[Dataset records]

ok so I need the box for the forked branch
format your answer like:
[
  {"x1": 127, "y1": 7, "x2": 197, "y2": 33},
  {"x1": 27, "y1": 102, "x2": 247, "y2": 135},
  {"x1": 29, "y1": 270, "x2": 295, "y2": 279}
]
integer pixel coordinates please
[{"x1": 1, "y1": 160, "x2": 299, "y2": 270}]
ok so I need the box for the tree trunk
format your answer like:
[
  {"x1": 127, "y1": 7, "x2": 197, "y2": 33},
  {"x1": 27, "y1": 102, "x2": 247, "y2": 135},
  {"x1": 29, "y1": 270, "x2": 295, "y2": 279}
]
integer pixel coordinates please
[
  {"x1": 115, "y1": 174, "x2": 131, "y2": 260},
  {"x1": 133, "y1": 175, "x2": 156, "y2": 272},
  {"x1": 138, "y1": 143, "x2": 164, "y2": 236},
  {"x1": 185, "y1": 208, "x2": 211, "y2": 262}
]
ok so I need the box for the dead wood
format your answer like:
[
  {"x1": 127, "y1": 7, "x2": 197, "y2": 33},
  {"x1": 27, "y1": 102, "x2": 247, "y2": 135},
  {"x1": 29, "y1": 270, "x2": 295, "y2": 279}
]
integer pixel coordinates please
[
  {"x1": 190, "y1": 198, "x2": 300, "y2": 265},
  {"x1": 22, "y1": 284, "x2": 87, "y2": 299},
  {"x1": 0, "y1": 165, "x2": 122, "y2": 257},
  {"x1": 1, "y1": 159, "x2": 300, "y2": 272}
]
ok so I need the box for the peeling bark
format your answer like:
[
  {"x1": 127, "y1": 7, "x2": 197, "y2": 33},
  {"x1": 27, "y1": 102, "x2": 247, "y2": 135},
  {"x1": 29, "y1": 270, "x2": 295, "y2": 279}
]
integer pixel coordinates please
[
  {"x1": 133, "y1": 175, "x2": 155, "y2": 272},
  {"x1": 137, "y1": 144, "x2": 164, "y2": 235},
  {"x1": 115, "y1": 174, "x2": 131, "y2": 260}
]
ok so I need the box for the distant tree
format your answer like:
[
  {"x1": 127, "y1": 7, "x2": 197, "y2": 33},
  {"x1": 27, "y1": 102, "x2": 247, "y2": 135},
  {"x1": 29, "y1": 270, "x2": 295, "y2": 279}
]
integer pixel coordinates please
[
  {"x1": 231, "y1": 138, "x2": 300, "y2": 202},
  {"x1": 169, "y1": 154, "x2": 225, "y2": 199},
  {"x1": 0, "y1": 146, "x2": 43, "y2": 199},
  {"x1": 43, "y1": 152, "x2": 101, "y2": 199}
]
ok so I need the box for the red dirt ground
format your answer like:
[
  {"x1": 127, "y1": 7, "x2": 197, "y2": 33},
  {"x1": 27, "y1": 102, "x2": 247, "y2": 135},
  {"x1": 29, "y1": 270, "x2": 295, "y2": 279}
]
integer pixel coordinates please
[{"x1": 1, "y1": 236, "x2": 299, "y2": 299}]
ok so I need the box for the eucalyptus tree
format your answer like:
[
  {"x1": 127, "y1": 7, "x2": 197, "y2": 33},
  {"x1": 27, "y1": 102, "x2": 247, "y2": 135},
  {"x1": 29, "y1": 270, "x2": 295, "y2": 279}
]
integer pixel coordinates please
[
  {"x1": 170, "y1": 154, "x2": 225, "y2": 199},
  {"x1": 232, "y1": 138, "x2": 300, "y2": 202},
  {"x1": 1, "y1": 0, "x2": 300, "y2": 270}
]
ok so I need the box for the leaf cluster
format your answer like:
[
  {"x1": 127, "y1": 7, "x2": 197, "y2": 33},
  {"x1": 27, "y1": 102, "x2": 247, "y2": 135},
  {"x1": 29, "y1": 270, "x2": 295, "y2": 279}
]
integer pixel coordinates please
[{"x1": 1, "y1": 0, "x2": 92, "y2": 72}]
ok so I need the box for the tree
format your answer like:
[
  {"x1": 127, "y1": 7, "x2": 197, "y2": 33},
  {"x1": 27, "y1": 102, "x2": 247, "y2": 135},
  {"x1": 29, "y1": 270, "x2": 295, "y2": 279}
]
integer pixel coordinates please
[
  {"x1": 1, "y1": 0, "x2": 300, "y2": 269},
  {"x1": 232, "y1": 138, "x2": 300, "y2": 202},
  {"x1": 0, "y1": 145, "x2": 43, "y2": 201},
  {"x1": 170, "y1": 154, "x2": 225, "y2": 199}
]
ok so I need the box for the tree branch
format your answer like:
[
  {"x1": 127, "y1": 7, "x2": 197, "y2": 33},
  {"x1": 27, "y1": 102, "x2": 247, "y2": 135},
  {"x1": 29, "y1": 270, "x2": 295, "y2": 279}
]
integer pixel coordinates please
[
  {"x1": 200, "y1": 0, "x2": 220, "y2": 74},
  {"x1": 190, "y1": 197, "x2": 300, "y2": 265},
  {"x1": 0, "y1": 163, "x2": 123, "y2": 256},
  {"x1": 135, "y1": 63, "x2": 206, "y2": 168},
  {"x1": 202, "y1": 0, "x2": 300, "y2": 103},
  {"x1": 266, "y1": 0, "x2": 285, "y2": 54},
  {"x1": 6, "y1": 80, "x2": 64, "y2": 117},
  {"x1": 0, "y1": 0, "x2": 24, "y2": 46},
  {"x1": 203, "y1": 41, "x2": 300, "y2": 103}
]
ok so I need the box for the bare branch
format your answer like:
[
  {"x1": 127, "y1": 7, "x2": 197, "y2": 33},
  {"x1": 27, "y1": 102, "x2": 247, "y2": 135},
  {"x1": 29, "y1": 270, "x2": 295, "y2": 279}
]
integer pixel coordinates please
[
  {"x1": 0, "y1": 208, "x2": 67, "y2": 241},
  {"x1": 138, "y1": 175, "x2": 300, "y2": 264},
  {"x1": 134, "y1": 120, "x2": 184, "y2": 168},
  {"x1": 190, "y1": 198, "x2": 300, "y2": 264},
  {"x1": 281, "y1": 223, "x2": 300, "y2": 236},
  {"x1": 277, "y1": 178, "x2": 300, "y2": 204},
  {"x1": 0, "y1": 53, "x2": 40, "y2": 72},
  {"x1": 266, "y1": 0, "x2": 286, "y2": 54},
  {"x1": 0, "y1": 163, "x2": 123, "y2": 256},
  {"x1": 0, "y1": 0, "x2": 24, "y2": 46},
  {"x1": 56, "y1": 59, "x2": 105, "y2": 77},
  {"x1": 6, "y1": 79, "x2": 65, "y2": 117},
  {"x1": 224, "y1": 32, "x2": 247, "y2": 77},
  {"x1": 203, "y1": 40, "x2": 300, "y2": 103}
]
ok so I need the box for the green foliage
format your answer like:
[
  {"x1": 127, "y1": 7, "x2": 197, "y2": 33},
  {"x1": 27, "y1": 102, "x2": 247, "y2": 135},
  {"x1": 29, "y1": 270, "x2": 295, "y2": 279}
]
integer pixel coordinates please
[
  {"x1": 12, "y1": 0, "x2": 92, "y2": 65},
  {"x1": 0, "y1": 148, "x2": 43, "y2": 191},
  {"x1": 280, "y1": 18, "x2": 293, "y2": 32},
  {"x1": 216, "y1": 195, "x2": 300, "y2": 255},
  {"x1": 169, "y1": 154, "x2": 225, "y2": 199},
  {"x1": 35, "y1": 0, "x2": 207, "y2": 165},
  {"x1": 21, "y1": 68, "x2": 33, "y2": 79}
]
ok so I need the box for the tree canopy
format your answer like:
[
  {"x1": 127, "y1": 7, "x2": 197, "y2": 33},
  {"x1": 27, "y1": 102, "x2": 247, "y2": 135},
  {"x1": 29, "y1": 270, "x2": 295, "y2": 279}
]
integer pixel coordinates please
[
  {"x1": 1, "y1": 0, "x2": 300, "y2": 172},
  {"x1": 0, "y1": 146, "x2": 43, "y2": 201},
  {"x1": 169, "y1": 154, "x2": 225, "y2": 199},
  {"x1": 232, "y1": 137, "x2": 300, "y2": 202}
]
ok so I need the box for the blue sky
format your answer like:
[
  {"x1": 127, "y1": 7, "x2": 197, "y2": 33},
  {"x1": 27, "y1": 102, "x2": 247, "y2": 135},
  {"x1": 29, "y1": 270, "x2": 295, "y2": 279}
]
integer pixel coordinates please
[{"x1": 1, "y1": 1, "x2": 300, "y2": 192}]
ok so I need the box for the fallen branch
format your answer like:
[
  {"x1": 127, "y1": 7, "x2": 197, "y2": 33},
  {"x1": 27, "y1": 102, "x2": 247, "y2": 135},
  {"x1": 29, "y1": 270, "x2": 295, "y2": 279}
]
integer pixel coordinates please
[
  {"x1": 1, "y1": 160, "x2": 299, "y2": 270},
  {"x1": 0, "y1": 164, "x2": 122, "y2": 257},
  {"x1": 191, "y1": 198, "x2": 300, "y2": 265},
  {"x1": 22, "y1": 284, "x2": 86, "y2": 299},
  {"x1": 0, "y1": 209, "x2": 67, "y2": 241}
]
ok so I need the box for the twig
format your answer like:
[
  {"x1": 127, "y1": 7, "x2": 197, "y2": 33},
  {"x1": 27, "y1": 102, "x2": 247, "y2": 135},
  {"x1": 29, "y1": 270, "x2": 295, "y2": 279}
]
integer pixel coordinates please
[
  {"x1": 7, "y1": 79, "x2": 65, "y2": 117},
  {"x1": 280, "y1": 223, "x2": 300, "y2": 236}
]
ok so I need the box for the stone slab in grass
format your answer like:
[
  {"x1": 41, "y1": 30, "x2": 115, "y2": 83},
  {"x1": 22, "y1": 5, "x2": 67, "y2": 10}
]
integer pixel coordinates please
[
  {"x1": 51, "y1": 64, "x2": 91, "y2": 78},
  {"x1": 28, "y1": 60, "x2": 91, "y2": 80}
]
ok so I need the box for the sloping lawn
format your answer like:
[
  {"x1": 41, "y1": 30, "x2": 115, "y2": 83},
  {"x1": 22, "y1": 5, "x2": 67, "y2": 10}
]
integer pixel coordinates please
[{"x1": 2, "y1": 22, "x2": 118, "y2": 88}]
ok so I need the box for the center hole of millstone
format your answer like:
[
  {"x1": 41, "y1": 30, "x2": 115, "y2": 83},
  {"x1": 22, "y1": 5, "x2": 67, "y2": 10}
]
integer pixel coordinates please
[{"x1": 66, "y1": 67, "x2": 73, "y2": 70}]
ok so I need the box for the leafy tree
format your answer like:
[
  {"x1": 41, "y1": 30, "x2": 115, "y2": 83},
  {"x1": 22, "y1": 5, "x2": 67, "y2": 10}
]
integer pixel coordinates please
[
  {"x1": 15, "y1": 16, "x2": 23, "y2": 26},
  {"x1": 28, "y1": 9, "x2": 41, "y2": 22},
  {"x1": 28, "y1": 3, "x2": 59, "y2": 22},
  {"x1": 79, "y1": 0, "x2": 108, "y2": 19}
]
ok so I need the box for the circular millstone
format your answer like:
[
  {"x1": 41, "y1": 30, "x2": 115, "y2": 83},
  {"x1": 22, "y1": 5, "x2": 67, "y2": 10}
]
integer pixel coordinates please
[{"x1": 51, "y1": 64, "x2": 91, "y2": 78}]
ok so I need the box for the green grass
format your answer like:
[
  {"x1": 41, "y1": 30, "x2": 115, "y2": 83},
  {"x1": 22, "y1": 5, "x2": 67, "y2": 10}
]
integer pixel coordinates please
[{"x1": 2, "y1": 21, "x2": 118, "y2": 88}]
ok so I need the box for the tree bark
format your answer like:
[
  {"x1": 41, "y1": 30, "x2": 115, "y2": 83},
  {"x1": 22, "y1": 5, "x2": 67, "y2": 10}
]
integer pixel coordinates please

— WHAT YOU NEED TO DO —
Select all lines with the word "millstone" from the entries above.

— RESPONSE AREA —
ok so I need the box for the center hole of millstone
ok so I need the box for the circular millstone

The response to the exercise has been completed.